## [Stored entries]
———

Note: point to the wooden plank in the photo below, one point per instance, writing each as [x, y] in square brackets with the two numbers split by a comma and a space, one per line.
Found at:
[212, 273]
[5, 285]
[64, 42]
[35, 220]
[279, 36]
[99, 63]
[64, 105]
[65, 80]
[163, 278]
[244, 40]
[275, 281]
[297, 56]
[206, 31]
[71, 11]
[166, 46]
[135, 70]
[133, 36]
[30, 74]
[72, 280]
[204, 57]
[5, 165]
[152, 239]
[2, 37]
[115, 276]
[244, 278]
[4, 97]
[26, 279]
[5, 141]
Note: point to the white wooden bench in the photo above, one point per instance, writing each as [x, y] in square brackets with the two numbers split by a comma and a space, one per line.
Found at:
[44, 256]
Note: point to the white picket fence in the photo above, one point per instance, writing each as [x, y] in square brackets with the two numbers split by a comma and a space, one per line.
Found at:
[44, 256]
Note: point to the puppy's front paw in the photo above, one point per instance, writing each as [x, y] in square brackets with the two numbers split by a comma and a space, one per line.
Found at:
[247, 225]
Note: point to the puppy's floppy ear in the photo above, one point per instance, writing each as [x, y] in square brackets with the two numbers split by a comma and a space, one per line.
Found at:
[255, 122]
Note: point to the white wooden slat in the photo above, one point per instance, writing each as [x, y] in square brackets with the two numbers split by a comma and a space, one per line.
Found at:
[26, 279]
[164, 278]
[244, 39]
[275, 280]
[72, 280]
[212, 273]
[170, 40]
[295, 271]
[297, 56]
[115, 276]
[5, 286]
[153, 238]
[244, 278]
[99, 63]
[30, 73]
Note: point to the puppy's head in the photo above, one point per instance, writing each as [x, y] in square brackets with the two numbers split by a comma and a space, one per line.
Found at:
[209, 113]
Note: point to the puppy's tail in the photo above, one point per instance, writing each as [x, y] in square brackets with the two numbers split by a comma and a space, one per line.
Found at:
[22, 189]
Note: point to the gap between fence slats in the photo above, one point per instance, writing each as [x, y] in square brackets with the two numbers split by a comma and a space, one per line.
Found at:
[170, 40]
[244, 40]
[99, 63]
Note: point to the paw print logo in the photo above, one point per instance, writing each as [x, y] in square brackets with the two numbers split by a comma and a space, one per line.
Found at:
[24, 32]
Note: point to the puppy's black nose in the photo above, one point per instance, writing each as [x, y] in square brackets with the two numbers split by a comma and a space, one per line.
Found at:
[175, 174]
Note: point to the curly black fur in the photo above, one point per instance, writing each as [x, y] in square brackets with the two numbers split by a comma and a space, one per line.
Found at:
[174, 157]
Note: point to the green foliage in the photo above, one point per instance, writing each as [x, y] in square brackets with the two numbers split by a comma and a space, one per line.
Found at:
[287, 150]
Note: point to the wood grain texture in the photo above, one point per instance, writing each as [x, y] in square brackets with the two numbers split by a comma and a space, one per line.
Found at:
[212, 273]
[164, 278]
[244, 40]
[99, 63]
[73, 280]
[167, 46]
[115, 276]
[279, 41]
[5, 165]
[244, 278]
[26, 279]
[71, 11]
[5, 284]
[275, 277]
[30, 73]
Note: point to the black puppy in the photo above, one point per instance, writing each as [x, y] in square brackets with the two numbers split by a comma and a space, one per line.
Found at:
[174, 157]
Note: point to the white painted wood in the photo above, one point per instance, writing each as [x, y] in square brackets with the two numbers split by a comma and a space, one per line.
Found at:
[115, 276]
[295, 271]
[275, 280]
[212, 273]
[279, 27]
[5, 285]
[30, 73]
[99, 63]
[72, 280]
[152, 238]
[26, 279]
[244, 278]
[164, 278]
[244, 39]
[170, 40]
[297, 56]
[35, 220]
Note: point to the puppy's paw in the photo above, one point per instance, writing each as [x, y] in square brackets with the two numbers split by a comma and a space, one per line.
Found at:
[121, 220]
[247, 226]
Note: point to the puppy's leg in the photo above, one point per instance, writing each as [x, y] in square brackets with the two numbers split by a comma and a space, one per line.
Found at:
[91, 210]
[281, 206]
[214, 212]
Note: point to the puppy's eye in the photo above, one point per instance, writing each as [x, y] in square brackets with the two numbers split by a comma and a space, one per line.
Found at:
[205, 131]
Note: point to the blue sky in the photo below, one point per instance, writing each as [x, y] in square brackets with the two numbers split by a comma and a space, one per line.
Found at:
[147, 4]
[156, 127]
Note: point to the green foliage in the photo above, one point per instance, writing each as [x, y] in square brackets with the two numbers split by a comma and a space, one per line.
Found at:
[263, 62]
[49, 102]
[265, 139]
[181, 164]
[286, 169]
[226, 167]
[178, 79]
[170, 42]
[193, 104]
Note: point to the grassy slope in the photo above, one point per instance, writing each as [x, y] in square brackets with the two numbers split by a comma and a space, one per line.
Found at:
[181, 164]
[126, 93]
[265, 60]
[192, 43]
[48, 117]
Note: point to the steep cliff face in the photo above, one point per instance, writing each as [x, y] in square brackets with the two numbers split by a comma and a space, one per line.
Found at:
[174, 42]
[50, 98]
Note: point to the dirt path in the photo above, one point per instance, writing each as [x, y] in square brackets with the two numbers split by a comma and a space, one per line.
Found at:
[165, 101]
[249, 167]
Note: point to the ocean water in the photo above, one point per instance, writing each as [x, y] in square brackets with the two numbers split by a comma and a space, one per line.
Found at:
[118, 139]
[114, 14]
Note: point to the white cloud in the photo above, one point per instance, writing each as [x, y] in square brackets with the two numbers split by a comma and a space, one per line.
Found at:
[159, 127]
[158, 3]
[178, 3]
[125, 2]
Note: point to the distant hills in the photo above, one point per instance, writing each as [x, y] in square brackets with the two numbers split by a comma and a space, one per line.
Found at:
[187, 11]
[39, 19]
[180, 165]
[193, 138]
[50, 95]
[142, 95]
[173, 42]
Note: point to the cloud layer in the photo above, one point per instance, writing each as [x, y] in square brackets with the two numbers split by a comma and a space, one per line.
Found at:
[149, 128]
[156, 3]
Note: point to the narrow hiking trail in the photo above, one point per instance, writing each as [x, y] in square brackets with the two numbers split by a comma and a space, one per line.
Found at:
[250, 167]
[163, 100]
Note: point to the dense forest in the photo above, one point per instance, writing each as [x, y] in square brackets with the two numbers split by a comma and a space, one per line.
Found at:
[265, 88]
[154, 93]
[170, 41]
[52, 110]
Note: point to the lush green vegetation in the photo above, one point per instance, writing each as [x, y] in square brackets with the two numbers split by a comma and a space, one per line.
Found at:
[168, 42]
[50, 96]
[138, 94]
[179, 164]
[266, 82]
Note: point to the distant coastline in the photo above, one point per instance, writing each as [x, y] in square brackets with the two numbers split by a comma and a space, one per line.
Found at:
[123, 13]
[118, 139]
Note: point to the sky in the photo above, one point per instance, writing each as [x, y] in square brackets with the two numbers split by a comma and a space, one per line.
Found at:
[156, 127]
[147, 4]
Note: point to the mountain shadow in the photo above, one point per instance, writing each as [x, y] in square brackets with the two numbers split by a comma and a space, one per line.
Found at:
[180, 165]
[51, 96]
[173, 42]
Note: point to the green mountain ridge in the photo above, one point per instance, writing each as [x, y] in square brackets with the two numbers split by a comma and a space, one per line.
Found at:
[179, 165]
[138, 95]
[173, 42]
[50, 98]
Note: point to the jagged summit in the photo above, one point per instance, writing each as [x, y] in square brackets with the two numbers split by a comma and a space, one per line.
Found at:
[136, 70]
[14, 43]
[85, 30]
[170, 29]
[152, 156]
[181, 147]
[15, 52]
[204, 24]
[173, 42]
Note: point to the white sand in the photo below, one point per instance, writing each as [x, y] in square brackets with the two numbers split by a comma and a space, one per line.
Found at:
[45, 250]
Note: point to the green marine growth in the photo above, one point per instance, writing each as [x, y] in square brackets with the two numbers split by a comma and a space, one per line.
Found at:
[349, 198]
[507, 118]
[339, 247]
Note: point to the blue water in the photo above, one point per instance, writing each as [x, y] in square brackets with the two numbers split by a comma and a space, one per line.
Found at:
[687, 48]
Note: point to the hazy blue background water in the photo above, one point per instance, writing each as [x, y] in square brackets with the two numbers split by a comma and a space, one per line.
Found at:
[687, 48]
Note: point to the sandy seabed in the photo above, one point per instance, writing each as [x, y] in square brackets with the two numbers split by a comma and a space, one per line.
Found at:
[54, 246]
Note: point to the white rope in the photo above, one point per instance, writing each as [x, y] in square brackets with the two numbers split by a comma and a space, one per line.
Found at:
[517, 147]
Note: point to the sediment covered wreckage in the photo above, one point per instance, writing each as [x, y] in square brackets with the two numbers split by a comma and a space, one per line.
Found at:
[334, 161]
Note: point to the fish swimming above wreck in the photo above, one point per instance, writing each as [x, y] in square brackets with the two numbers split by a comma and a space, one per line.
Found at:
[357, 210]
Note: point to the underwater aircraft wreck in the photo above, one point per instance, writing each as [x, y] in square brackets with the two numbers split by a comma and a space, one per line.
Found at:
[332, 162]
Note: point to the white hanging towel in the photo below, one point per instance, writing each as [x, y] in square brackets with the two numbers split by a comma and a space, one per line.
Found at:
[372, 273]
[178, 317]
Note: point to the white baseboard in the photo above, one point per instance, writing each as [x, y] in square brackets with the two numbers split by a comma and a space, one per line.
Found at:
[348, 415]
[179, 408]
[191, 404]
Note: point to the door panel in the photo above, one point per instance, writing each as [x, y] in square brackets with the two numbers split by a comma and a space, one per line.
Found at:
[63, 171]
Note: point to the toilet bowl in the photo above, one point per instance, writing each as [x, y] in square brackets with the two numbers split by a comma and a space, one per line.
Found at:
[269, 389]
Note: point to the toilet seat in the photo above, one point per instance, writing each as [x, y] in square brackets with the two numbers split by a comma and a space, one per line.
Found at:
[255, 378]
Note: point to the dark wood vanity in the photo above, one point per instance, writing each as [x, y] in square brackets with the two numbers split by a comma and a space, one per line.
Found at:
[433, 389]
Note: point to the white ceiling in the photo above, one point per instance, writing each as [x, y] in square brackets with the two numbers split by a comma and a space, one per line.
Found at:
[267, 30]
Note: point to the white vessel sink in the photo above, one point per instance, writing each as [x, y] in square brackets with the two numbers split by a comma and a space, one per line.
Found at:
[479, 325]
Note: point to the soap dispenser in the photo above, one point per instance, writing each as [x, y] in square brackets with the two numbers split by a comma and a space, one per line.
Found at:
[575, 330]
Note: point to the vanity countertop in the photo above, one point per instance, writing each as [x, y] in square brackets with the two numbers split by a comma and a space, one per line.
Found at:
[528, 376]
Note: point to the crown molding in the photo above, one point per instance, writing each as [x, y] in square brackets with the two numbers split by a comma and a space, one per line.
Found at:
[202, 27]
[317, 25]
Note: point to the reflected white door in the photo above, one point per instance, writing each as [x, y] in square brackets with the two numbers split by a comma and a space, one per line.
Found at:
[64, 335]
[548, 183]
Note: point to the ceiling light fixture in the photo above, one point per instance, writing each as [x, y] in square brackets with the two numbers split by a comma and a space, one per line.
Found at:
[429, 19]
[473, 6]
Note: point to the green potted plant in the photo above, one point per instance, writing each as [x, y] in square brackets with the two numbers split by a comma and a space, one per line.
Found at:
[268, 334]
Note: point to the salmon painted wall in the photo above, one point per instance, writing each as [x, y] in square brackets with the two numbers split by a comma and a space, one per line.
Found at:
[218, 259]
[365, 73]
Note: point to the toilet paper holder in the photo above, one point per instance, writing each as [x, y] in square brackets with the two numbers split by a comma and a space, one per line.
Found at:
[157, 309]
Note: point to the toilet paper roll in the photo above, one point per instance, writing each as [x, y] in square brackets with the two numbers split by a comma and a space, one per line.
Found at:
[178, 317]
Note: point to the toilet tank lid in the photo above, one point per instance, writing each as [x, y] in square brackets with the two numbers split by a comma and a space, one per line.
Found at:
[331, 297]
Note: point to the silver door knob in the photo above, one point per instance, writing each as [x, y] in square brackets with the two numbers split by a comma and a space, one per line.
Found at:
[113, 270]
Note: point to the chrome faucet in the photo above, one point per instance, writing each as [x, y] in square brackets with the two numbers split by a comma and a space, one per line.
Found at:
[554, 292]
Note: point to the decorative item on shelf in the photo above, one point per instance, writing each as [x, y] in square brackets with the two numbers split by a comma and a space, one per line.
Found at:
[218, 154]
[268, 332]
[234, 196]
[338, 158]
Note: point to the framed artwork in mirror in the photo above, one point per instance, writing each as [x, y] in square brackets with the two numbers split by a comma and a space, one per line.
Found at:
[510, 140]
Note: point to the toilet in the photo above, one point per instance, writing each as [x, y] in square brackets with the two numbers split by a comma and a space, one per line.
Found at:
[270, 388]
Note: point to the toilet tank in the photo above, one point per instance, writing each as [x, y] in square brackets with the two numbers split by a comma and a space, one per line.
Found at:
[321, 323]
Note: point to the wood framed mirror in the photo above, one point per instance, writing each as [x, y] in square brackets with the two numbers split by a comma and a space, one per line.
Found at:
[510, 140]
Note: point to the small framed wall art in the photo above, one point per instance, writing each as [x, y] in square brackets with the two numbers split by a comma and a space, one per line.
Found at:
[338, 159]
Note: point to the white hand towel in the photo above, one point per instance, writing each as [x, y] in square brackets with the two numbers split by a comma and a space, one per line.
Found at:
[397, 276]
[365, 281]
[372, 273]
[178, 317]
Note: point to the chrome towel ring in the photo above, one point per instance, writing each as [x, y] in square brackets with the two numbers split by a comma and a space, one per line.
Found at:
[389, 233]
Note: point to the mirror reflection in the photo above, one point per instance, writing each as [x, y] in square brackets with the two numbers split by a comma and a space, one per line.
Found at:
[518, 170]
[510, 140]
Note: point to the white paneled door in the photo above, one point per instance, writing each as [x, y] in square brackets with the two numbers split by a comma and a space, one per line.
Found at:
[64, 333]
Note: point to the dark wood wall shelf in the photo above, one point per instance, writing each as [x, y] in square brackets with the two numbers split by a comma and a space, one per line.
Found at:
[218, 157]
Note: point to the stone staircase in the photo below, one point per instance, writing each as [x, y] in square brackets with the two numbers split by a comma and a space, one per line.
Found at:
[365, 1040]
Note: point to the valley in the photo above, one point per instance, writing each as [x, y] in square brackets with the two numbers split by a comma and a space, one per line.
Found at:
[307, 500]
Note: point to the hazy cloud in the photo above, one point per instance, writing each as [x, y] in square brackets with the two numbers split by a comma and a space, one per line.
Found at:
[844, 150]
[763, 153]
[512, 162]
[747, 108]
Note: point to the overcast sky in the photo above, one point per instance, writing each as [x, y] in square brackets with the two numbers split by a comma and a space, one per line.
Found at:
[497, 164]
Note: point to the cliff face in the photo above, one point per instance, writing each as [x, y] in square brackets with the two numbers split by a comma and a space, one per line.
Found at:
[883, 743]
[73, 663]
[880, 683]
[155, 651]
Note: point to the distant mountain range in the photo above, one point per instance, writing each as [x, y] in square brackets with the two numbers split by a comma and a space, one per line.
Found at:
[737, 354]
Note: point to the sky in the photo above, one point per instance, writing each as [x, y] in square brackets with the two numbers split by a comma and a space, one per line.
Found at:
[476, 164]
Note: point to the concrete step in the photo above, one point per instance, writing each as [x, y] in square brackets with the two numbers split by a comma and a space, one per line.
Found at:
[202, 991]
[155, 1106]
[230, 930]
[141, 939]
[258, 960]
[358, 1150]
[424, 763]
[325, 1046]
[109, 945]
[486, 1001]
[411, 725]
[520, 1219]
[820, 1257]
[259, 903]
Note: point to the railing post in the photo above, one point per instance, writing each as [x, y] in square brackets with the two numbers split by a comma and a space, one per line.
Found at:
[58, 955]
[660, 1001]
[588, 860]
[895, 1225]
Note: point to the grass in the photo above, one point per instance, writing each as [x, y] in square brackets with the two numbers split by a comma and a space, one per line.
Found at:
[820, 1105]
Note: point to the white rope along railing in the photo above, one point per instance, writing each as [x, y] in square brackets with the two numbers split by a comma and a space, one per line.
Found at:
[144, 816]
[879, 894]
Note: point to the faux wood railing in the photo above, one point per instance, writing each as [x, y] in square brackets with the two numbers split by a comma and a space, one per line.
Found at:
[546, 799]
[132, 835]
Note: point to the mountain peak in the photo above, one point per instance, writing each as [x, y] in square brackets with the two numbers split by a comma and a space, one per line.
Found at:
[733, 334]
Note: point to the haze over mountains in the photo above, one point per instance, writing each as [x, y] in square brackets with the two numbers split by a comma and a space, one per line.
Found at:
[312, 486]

———

## [Task]
Print the line containing "Note: point to the faux" and every line after it to the end of the records above, exactly as written, and nothing else.

## [Expected output]
Note: point to the faux wood railing in the photo above, one point per instance, writing each as [x, y] in square brackets with the two numbers split by a comma and a space, one per line.
Found at:
[546, 799]
[132, 835]
Note: point to the mountain peak in the photo above, one point per instance, writing each as [x, y] in square brackets with the two numbers split by a comma and a space, one per line.
Found at:
[733, 334]
Note: point to the haze over mountains in the photo above, one point per instance, writing each as [x, y] in square brackets with the two numbers split by a comma and a space, one per line.
Found at:
[312, 486]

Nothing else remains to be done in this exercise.